» DATA FOR THIS TASK:

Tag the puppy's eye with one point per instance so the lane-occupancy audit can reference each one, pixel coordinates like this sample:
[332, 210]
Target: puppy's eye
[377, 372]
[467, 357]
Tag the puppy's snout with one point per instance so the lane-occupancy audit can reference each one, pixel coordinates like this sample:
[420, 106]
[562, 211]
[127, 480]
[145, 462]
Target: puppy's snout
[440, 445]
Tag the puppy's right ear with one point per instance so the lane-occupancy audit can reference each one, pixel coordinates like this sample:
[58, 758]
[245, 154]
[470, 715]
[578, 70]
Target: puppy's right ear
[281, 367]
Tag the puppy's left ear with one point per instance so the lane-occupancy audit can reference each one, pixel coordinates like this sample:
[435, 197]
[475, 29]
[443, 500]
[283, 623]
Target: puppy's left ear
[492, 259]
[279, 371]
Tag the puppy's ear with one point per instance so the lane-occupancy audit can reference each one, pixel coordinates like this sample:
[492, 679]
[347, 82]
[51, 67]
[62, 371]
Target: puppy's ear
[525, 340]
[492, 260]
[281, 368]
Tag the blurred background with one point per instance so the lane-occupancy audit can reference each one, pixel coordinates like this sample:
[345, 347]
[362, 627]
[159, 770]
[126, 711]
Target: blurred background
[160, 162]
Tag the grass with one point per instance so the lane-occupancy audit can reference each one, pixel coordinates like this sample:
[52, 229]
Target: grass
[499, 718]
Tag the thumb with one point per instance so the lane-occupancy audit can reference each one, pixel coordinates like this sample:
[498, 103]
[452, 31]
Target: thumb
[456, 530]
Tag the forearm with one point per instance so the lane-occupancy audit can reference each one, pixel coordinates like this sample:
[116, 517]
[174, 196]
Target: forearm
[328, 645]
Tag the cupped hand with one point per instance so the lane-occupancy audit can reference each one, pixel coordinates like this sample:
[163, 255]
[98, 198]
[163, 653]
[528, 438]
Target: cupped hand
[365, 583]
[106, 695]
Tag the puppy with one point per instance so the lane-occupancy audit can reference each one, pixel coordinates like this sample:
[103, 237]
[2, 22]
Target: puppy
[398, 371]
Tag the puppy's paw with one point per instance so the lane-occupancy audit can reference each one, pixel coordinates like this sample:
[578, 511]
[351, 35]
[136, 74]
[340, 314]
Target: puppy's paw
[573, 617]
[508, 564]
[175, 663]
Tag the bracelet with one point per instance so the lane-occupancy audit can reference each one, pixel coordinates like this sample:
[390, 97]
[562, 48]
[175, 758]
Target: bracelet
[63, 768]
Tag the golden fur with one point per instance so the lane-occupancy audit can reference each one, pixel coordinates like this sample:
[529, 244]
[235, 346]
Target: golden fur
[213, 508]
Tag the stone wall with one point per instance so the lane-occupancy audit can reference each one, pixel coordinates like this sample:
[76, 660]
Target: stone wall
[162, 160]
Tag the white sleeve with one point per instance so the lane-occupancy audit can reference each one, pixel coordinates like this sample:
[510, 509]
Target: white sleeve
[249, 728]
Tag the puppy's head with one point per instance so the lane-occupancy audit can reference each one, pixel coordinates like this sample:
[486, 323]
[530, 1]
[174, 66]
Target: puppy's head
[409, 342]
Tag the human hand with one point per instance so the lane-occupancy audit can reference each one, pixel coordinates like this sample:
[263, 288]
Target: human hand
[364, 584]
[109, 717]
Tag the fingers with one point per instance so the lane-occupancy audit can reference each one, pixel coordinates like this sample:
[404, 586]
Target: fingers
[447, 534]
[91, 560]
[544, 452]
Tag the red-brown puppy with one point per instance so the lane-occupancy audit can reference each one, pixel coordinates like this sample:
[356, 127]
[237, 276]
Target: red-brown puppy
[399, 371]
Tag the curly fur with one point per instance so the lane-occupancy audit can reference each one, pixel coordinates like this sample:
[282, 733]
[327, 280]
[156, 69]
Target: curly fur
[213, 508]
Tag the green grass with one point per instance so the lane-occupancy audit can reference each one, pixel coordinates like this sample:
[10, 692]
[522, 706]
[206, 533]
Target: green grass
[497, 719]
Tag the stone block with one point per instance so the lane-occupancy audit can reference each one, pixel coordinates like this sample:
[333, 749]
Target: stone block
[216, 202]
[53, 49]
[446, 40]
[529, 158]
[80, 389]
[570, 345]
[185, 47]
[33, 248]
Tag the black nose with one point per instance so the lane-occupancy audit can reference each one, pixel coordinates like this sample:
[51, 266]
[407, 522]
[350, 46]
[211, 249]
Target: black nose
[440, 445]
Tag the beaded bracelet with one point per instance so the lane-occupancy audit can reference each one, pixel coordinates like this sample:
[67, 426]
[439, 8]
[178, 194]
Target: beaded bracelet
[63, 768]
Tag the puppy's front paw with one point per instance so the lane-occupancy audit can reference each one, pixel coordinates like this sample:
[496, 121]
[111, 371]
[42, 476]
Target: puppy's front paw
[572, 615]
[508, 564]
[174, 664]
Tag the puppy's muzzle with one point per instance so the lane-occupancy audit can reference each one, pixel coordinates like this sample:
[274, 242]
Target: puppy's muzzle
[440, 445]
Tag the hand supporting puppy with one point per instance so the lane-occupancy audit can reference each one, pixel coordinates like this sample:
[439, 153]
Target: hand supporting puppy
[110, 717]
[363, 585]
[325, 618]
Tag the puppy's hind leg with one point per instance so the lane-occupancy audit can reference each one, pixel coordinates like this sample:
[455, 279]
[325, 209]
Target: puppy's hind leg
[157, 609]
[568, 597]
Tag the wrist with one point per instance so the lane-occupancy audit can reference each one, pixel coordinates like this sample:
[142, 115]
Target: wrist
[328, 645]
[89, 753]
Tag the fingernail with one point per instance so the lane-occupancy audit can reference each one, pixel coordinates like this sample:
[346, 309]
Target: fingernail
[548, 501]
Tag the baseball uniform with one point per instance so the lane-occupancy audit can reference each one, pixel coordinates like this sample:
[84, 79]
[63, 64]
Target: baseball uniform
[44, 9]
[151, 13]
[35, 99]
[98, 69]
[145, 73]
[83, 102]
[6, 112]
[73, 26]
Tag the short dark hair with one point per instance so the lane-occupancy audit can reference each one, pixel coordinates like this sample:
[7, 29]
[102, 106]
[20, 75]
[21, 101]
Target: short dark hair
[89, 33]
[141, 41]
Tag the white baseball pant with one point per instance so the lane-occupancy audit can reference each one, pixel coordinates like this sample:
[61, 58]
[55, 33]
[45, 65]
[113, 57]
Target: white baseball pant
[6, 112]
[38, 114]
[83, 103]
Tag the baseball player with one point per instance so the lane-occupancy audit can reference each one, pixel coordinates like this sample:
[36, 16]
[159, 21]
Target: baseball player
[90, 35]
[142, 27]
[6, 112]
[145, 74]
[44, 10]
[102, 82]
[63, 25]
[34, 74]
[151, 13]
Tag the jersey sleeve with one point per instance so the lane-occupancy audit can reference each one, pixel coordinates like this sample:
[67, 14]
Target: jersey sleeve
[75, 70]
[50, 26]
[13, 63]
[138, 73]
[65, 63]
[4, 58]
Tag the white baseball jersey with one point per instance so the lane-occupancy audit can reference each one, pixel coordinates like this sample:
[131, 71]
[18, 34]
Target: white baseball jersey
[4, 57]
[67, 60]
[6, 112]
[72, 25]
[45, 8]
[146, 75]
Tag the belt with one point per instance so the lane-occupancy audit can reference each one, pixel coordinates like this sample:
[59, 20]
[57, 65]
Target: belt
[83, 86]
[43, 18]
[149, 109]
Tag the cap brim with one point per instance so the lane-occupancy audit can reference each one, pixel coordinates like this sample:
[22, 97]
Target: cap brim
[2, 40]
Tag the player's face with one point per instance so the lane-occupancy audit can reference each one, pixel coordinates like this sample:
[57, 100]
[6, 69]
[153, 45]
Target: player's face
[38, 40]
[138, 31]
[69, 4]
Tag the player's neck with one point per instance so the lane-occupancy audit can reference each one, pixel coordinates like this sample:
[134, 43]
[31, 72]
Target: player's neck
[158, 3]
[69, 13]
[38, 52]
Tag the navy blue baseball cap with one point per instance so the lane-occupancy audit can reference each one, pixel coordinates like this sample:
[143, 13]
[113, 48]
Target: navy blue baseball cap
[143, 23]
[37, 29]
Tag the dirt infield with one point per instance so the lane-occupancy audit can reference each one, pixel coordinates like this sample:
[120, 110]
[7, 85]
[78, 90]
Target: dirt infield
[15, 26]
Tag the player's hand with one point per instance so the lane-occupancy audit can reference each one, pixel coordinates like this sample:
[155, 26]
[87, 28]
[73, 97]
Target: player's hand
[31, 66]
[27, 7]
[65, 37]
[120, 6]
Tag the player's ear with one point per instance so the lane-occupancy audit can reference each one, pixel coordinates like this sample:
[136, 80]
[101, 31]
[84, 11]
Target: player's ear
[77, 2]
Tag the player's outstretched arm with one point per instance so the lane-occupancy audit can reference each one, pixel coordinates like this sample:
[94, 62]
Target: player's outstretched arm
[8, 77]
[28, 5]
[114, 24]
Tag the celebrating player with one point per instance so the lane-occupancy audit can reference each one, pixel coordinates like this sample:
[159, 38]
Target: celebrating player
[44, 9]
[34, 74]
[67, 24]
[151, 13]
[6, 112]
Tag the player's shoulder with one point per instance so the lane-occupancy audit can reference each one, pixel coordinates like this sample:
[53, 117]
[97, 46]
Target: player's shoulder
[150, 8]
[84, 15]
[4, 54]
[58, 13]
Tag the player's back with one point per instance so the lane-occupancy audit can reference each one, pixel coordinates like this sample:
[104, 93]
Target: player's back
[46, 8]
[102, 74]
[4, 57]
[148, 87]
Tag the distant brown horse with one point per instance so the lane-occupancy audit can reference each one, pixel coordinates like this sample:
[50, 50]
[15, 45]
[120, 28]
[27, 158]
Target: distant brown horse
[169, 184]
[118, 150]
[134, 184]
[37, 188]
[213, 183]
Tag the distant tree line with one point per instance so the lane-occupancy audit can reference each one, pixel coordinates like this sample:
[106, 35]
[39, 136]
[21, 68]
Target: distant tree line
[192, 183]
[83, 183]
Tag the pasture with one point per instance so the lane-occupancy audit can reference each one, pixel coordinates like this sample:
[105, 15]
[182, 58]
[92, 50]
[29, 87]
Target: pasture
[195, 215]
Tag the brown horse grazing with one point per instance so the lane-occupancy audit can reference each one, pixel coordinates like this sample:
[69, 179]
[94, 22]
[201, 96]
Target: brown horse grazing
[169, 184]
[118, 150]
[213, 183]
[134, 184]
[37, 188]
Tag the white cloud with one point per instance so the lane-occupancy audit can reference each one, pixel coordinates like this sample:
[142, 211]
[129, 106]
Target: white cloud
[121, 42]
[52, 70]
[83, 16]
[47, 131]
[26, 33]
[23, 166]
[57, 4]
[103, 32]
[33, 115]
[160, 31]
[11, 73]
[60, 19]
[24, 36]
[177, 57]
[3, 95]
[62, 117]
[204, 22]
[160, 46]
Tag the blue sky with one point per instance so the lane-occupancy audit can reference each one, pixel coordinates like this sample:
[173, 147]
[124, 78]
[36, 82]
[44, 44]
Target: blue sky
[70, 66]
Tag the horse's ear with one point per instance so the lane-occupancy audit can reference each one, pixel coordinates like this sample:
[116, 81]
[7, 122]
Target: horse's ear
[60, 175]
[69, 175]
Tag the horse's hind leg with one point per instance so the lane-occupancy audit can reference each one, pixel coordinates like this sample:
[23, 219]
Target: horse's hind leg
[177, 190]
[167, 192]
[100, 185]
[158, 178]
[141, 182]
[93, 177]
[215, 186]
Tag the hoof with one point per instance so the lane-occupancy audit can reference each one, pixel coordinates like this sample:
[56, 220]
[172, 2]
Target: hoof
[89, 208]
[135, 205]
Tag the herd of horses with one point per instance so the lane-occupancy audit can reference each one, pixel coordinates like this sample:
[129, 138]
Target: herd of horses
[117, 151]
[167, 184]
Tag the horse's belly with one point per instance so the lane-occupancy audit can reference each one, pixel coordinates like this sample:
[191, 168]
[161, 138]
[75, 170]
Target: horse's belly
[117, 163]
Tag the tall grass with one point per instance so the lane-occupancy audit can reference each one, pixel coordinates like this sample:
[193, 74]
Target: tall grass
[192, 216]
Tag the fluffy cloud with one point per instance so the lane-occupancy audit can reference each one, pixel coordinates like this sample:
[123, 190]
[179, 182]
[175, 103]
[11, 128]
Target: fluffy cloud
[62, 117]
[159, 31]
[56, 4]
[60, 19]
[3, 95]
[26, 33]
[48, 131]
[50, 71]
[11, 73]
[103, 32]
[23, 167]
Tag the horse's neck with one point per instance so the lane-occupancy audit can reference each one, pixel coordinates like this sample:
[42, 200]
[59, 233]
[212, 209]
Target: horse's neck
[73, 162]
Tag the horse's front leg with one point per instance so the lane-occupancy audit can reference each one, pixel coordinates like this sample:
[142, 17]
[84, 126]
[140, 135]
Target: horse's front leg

» EXERCISE BRIEF: Starting with the line that contains "Target: horse's ear", restate every line up to and including the last one above, exactly.

» WORKED SOLUTION:
Target: horse's ear
[60, 175]
[69, 175]
Tag the horse's hind leg with one point per instance so the lane-occupancy audit can reference each one, pixel coordinates like this sample:
[23, 219]
Target: horse's hind leg
[177, 190]
[167, 192]
[100, 185]
[158, 178]
[141, 182]
[93, 177]
[215, 186]
Tag the hoof with one point per instance so the lane-occupancy audit can reference each one, pixel coordinates like this sample:
[56, 220]
[172, 2]
Target: hoof
[89, 208]
[135, 205]
Tag the herd of horses with one point per instance so the lane-occupancy audit can reference each one, pixel coordinates like this sample:
[129, 138]
Target: herd of horses
[117, 151]
[167, 184]
Tag the horse's belly with one point per instance so the lane-occupancy audit can reference each one, pixel coordinates like this sample:
[191, 168]
[161, 138]
[75, 170]
Target: horse's belly
[117, 163]
Tag the tall grass with one point per instance so the lane-occupancy audit can reference each one, pixel coordinates like this sample:
[193, 74]
Target: tall grass
[192, 216]
Tag the fluffy cloud with one point per instance so the lane-occupancy audit can reference each one, pixel coordinates like this sample:
[123, 190]
[179, 182]
[175, 103]
[11, 128]
Target: fluffy cloud
[62, 117]
[159, 31]
[56, 4]
[60, 19]
[3, 95]
[26, 33]
[48, 131]
[50, 71]
[11, 73]
[103, 32]
[23, 167]
Tag the horse's neck with one point per instance so the lane-occupancy audit can reference each one, pixel coordinates like this sample:
[42, 200]
[59, 233]
[212, 209]
Target: horse's neck
[73, 162]
Tag the horse's front leg with one point per instance so the lane-occupancy audit can reference each one, pixel coordinates like this sample:
[142, 17]
[84, 126]
[140, 135]
Target: horse's front leg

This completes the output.